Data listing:
* Begin *

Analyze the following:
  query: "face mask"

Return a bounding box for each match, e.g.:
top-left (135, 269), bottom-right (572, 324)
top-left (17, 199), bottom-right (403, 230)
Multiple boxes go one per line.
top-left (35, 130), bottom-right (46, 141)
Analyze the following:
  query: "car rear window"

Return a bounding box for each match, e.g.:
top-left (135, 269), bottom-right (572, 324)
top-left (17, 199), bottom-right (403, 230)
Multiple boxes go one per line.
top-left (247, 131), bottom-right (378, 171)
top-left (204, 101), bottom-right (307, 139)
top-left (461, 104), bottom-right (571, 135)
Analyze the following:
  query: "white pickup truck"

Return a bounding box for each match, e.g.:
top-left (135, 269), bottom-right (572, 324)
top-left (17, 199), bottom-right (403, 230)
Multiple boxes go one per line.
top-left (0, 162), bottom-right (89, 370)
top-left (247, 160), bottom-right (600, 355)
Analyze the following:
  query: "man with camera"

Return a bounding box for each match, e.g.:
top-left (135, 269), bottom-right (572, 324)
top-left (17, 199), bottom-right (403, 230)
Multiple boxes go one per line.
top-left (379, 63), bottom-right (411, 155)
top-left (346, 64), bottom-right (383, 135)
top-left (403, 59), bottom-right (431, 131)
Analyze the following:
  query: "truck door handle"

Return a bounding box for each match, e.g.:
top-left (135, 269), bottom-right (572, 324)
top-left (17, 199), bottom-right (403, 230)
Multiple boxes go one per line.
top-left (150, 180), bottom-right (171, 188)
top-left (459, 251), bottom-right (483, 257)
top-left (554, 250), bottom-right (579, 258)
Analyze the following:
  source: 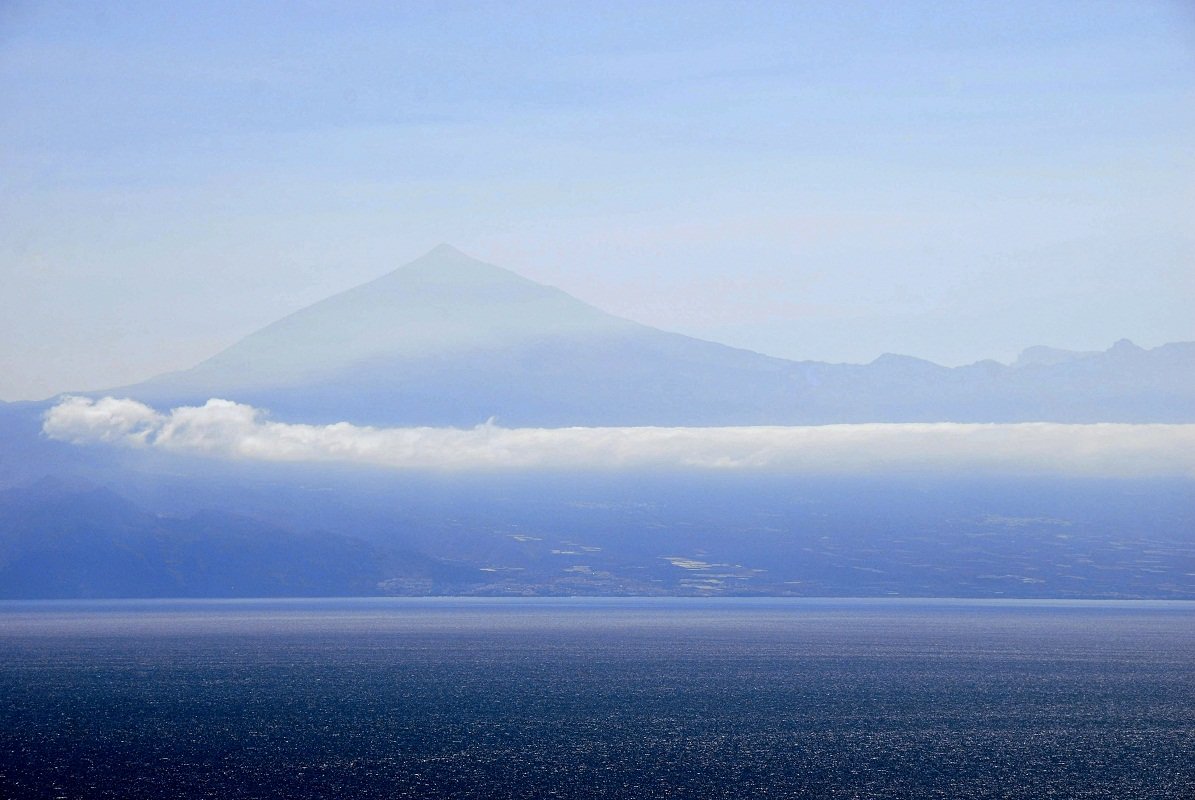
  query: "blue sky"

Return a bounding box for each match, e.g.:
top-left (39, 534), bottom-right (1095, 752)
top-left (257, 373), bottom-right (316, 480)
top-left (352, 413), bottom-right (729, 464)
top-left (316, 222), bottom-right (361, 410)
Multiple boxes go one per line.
top-left (0, 0), bottom-right (1195, 399)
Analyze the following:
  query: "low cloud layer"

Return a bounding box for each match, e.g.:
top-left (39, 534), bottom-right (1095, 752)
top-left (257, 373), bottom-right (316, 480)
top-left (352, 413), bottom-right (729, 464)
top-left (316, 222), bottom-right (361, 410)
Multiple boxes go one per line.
top-left (43, 397), bottom-right (1195, 477)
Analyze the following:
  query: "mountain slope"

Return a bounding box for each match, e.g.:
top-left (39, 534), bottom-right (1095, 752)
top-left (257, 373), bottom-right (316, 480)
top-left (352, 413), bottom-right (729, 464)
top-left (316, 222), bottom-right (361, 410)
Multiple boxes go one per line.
top-left (105, 245), bottom-right (1195, 426)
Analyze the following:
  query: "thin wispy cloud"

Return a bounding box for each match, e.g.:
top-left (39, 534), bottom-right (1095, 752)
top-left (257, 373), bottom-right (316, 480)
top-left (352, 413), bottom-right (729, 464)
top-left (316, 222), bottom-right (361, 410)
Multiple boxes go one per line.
top-left (43, 397), bottom-right (1195, 477)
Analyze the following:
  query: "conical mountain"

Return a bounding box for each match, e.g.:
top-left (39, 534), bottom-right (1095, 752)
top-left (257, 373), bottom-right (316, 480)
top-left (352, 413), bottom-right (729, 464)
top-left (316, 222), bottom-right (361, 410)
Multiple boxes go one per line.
top-left (111, 245), bottom-right (1195, 426)
top-left (127, 245), bottom-right (796, 425)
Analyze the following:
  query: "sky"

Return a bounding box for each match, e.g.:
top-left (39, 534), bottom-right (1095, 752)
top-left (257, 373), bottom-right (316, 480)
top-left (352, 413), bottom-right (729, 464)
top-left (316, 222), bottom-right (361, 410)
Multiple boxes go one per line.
top-left (0, 0), bottom-right (1195, 401)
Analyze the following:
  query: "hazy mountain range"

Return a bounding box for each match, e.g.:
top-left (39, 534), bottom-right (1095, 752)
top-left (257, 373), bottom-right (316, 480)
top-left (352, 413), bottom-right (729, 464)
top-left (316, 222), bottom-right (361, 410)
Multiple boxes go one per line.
top-left (0, 245), bottom-right (1195, 598)
top-left (105, 245), bottom-right (1195, 427)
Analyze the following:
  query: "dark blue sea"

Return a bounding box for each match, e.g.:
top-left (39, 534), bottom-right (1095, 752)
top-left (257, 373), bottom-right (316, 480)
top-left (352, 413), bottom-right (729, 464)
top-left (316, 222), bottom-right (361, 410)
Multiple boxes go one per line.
top-left (0, 599), bottom-right (1195, 800)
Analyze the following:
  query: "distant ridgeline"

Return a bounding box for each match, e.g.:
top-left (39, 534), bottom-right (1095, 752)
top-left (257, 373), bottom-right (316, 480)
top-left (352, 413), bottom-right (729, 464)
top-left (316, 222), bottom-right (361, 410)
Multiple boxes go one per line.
top-left (0, 246), bottom-right (1195, 599)
top-left (97, 245), bottom-right (1195, 427)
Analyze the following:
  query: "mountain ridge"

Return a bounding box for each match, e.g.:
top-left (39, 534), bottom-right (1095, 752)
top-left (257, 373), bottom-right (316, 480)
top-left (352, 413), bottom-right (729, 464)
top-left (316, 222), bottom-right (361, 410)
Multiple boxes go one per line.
top-left (87, 244), bottom-right (1195, 427)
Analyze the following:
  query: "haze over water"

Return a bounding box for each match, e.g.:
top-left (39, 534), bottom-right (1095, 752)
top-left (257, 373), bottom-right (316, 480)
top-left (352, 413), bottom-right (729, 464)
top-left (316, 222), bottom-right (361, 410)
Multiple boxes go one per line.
top-left (0, 599), bottom-right (1195, 798)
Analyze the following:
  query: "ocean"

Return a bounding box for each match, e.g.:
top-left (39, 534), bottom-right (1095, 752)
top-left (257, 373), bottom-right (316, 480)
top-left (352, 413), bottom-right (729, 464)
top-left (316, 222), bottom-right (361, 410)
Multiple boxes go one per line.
top-left (0, 598), bottom-right (1195, 800)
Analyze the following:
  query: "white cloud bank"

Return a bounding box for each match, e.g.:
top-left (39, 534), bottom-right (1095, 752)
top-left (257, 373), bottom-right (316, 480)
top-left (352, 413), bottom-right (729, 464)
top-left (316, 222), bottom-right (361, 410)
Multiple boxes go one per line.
top-left (43, 397), bottom-right (1195, 477)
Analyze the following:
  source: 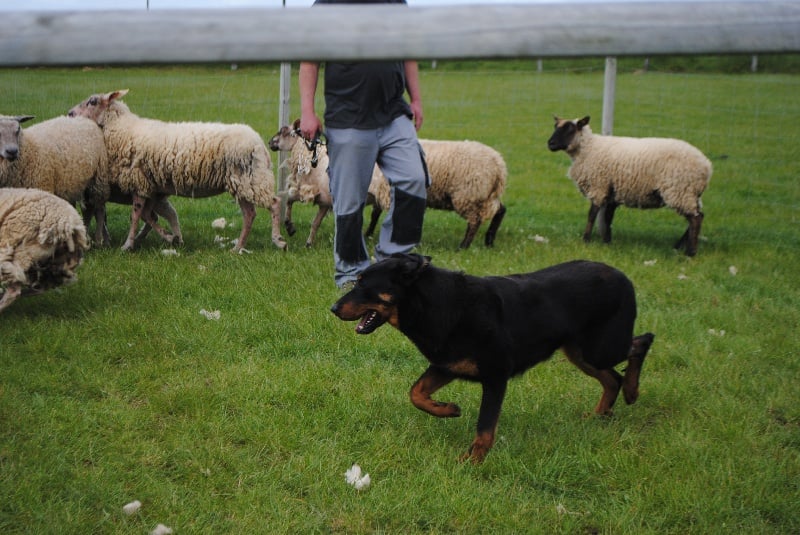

* End *

→ **WHAT THE TASK ASKS**
Please switch every "Analyze" in the material above to "Examine" and reproduce the material otherwise unchanged, leaving out the pictures.

→ **FULL OUTPUT**
Examine the following:
  query: "face mask"

Return a bounding box for each match, e.g.:
top-left (135, 269), bottom-right (572, 324)
top-left (17, 199), bottom-right (403, 230)
Multiple boxes go one per line.
top-left (35, 130), bottom-right (46, 141)
Examine the following:
  query: "car rear window"

Return a bounding box for each match, e.g.:
top-left (135, 269), bottom-right (572, 324)
top-left (17, 199), bottom-right (403, 230)
Multiple boxes go one per line.
top-left (247, 131), bottom-right (378, 171)
top-left (204, 101), bottom-right (307, 139)
top-left (461, 104), bottom-right (571, 135)
Examine the following:
  query: "white pickup truck"

Return a bounding box for each match, e.g.:
top-left (135, 269), bottom-right (572, 324)
top-left (17, 199), bottom-right (403, 230)
Multiple boxes go one per line.
top-left (0, 162), bottom-right (89, 370)
top-left (247, 160), bottom-right (600, 355)
Examine the following:
  query: "man with camera"

Return a bounding box for each match, e.g.:
top-left (135, 269), bottom-right (572, 324)
top-left (17, 199), bottom-right (403, 230)
Multiple boxes go one per line.
top-left (379, 63), bottom-right (411, 155)
top-left (346, 64), bottom-right (383, 135)
top-left (403, 59), bottom-right (431, 131)
Examine the following:
  query: "truck door handle"

Return a bounding box for each match, e.g.:
top-left (135, 269), bottom-right (572, 324)
top-left (17, 199), bottom-right (403, 230)
Multiple boxes go one per line.
top-left (150, 180), bottom-right (171, 188)
top-left (459, 251), bottom-right (483, 257)
top-left (554, 250), bottom-right (579, 258)
Examine the following:
  source: 
  query: "blue sky"

Return a bounding box for each match, e.g.:
top-left (39, 534), bottom-right (1095, 752)
top-left (257, 373), bottom-right (316, 480)
top-left (352, 413), bottom-right (729, 464)
top-left (316, 222), bottom-right (361, 410)
Multiple boxes go one per line.
top-left (0, 0), bottom-right (1195, 399)
Examine the following:
  query: "low cloud layer"

Return a bounding box for each match, e.g.:
top-left (39, 534), bottom-right (1095, 752)
top-left (257, 373), bottom-right (316, 480)
top-left (352, 413), bottom-right (729, 464)
top-left (316, 222), bottom-right (361, 410)
Multiple boxes go one per line.
top-left (43, 397), bottom-right (1195, 477)
Examine the following:
  query: "mountain slope"

Return a bounding box for each match, e.g.:
top-left (39, 534), bottom-right (1095, 752)
top-left (257, 373), bottom-right (316, 480)
top-left (352, 413), bottom-right (729, 464)
top-left (316, 222), bottom-right (361, 410)
Multiple boxes go one per line.
top-left (105, 245), bottom-right (1195, 426)
Examine the following:
  query: "thin wispy cloud"

Return a bounding box for each match, e.g.:
top-left (39, 534), bottom-right (1095, 752)
top-left (257, 373), bottom-right (316, 480)
top-left (352, 413), bottom-right (729, 464)
top-left (316, 222), bottom-right (361, 410)
Multiple boxes go one per line.
top-left (43, 397), bottom-right (1195, 477)
Examine the following:
  query: "conical mountain"

Return a bounding box for each match, e.g.:
top-left (39, 534), bottom-right (1095, 752)
top-left (257, 373), bottom-right (316, 480)
top-left (352, 413), bottom-right (729, 464)
top-left (316, 222), bottom-right (361, 410)
Multiple boxes go one per line.
top-left (111, 245), bottom-right (1195, 426)
top-left (127, 245), bottom-right (796, 425)
Examine the following:
  query: "sky"

Return a bounding box for each match, e.g.:
top-left (39, 534), bottom-right (1095, 752)
top-left (257, 373), bottom-right (316, 480)
top-left (352, 413), bottom-right (729, 464)
top-left (316, 222), bottom-right (361, 410)
Multiple boxes go one per line.
top-left (0, 0), bottom-right (1195, 401)
Examine the following:
  query: "hazy mountain range"

Return a bounding box for each match, e.g.:
top-left (39, 534), bottom-right (1095, 752)
top-left (257, 373), bottom-right (316, 480)
top-left (352, 413), bottom-right (729, 464)
top-left (316, 222), bottom-right (361, 410)
Multiple boxes go one per line.
top-left (0, 245), bottom-right (1195, 598)
top-left (105, 245), bottom-right (1195, 427)
Examine the following:
  query: "dark blue sea"

Return a bounding box for each match, e.g.:
top-left (39, 534), bottom-right (1095, 752)
top-left (257, 373), bottom-right (316, 480)
top-left (352, 413), bottom-right (729, 464)
top-left (316, 222), bottom-right (361, 410)
Multiple boxes go one per line.
top-left (0, 599), bottom-right (1195, 800)
Examine the following:
  query: "distant ridgeline"

Return a bounding box for each match, e.g.:
top-left (39, 534), bottom-right (1095, 752)
top-left (257, 373), bottom-right (316, 480)
top-left (352, 413), bottom-right (729, 464)
top-left (316, 222), bottom-right (361, 410)
Multiple boxes go one per line.
top-left (0, 246), bottom-right (1195, 599)
top-left (97, 245), bottom-right (1195, 427)
Examine the following:
  query: "mountain ridge"

Return a bounding box for each match, e.g.:
top-left (39, 534), bottom-right (1095, 752)
top-left (257, 373), bottom-right (316, 480)
top-left (352, 413), bottom-right (729, 464)
top-left (316, 222), bottom-right (361, 410)
Multiple boxes go one per line.
top-left (87, 244), bottom-right (1195, 427)
Examine the following:
  query: "haze over water"

Return a bounding box for each match, e.g.:
top-left (39, 534), bottom-right (1095, 752)
top-left (257, 373), bottom-right (316, 480)
top-left (352, 413), bottom-right (729, 464)
top-left (316, 222), bottom-right (361, 410)
Multiple boxes go one per line.
top-left (0, 599), bottom-right (1195, 798)
Examine the following:
  query: "ocean"

Return a bounding box for each match, e.g.:
top-left (39, 534), bottom-right (1095, 752)
top-left (257, 373), bottom-right (316, 480)
top-left (352, 413), bottom-right (729, 464)
top-left (316, 222), bottom-right (361, 410)
Multiple boxes go one per line.
top-left (0, 598), bottom-right (1195, 800)
Examine the following:
  query: "white cloud bank"

Return a bounding box for each match, e.g.:
top-left (39, 534), bottom-right (1095, 752)
top-left (257, 373), bottom-right (316, 480)
top-left (352, 413), bottom-right (729, 464)
top-left (316, 222), bottom-right (361, 410)
Multiple boxes go one per line.
top-left (43, 397), bottom-right (1195, 477)
Examine the following:
  source: 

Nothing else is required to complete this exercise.